Your goal:
Your task is to print every entry below exactly as given.
Given data Start Marker
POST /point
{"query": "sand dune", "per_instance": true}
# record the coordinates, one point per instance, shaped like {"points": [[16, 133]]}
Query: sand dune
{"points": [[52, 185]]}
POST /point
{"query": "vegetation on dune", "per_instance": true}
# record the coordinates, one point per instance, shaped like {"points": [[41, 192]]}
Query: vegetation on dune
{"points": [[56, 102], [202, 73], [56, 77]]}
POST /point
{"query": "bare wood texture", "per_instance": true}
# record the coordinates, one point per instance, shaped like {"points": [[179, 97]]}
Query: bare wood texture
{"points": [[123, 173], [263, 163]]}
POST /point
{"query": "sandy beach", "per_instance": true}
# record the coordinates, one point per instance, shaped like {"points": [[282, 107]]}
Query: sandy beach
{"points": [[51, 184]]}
Given data End Marker
Exercise output:
POST /point
{"query": "sand dune", "per_instance": true}
# record the coordinates, one point per instance, shaped like {"points": [[16, 133]]}
Query: sand dune
{"points": [[52, 185]]}
POST /point
{"query": "vegetation on dune", "per_instance": true}
# record the coordinates, one point per instance, shaped like {"points": [[41, 192]]}
Query: vegetation on dune
{"points": [[56, 102], [202, 73], [56, 77]]}
POST /point
{"query": "bare wood texture", "per_instance": true}
# record the coordinates, one point per instance, shaped like {"points": [[179, 97]]}
Query: bare wood texture
{"points": [[123, 173], [263, 163]]}
POST /point
{"query": "sandy beach", "per_instance": true}
# record the coordinates, one point per instance, shaped like {"points": [[282, 107]]}
Query: sandy beach
{"points": [[51, 184]]}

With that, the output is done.